** Begin Dataset records **

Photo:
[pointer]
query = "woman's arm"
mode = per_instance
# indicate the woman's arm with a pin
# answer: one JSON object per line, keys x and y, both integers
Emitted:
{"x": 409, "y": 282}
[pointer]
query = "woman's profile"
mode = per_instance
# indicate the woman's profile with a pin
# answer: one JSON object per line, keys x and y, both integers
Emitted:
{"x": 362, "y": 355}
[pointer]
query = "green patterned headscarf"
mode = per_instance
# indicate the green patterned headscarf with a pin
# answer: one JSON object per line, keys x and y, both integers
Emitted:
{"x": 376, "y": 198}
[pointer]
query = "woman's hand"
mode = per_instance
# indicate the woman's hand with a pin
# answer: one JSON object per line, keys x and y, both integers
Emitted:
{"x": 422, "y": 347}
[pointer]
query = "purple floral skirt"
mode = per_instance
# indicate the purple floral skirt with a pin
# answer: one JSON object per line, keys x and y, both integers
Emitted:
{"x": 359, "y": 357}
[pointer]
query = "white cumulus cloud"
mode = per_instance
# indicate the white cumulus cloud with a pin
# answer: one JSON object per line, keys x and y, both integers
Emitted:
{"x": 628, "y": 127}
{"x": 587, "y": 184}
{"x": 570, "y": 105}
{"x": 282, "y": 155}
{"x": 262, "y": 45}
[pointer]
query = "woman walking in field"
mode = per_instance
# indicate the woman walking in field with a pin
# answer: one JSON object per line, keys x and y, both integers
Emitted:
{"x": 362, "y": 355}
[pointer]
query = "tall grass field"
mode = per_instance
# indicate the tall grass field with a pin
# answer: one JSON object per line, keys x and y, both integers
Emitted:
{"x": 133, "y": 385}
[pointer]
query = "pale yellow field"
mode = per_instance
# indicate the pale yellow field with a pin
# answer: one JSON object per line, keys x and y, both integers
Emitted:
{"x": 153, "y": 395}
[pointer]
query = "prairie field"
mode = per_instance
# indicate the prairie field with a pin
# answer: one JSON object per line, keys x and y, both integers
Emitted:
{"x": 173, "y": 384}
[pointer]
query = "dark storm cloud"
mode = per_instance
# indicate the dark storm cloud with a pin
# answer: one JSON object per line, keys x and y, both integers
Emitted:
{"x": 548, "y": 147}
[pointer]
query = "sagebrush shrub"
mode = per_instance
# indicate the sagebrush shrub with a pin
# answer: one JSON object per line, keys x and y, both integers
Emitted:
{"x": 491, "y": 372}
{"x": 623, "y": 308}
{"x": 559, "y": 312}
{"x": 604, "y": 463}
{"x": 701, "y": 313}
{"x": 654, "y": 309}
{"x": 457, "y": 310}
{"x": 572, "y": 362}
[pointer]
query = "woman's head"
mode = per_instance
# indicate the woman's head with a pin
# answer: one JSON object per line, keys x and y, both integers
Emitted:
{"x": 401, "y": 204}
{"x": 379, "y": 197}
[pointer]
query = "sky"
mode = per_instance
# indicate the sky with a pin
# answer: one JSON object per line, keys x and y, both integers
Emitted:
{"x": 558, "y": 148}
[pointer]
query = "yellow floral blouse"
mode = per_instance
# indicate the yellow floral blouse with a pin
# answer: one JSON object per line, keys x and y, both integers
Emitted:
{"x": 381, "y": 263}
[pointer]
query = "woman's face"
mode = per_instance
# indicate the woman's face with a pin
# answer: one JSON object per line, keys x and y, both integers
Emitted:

** End Dataset records **

▶ [Stated problem]: Write down the full listing again, exactly.

▶ [Result of the task]:
Photo:
[pointer]
query = "woman's arm"
mode = per_instance
# indicate the woman's arm with a pin
# answer: one JSON object per line, keys x and y, both integers
Emitted:
{"x": 409, "y": 282}
[pointer]
query = "woman's profile"
mode = per_instance
# indicate the woman's profile with a pin
# answer: one JSON object per line, keys x and y, both integers
Emitted:
{"x": 362, "y": 355}
[pointer]
query = "green patterned headscarf"
mode = per_instance
# indicate the green patterned headscarf with a pin
# answer: one JSON object per line, keys x and y, both integers
Emitted:
{"x": 376, "y": 198}
[pointer]
query = "woman's hand"
mode = per_instance
# indicate the woman's hand with a pin
# answer: one JSON object per line, keys x and y, both integers
Emitted:
{"x": 422, "y": 347}
[pointer]
query = "purple floral skirt"
mode = per_instance
# indicate the purple floral skirt with a pin
# answer: one JSON object per line, keys x and y, both integers
Emitted:
{"x": 359, "y": 357}
[pointer]
query = "white cumulus cloud"
mode = per_instance
# indicate the white cumulus cloud with a pin
# answer: one JSON object per line, keys x and y, both integers
Emitted:
{"x": 628, "y": 127}
{"x": 587, "y": 184}
{"x": 570, "y": 105}
{"x": 282, "y": 155}
{"x": 262, "y": 45}
[pointer]
query = "woman walking in field"
mode = per_instance
# indicate the woman walking in field with a pin
# answer: one JSON object per line, keys x and y, both integers
Emitted:
{"x": 362, "y": 355}
[pointer]
query = "tall grass field"
mode = per_instance
# indicate the tall grass field with a pin
# answer: one JSON object per line, keys x and y, both integers
Emitted:
{"x": 133, "y": 385}
[pointer]
query = "pale yellow field"
mode = per_instance
# indicate the pale yellow field with a pin
# answer: one JSON object per line, keys x and y, both integers
Emitted:
{"x": 153, "y": 395}
[pointer]
query = "prairie field"
mode = per_instance
# indicate the prairie field with a pin
# answer: one JSON object per line, keys x and y, both integers
Emitted:
{"x": 173, "y": 384}
[pointer]
query = "dark storm cloud"
mode = per_instance
# indicate the dark storm cloud with a pin
# answer: one JSON object per line, keys x and y, both integers
Emitted:
{"x": 548, "y": 147}
[pointer]
query = "sagebrush shrub"
mode = per_instance
# indicate the sagebrush shrub with a pin
# answer: one JSON object per line, keys x and y, both integers
Emitted:
{"x": 491, "y": 372}
{"x": 623, "y": 308}
{"x": 559, "y": 312}
{"x": 604, "y": 463}
{"x": 701, "y": 313}
{"x": 654, "y": 309}
{"x": 457, "y": 310}
{"x": 572, "y": 362}
[pointer]
query = "woman's head"
mode = per_instance
# indicate the woman's head with a pin
# answer: one JSON object per line, keys x and y, both integers
Emitted:
{"x": 401, "y": 204}
{"x": 379, "y": 197}
[pointer]
query = "sky"
mode = per_instance
# indicate the sky with a pin
# answer: one JSON object per line, keys x and y, both integers
Emitted:
{"x": 558, "y": 148}
[pointer]
query = "yellow floral blouse"
mode = per_instance
# indicate the yellow floral blouse with a pin
# answer: one JSON object per line, keys x and y, both integers
Emitted:
{"x": 381, "y": 263}
[pointer]
query = "woman's face"
mode = per_instance
# indicate the woman's face with a pin
# answer: one JSON object per line, keys x and y, both integers
Emitted:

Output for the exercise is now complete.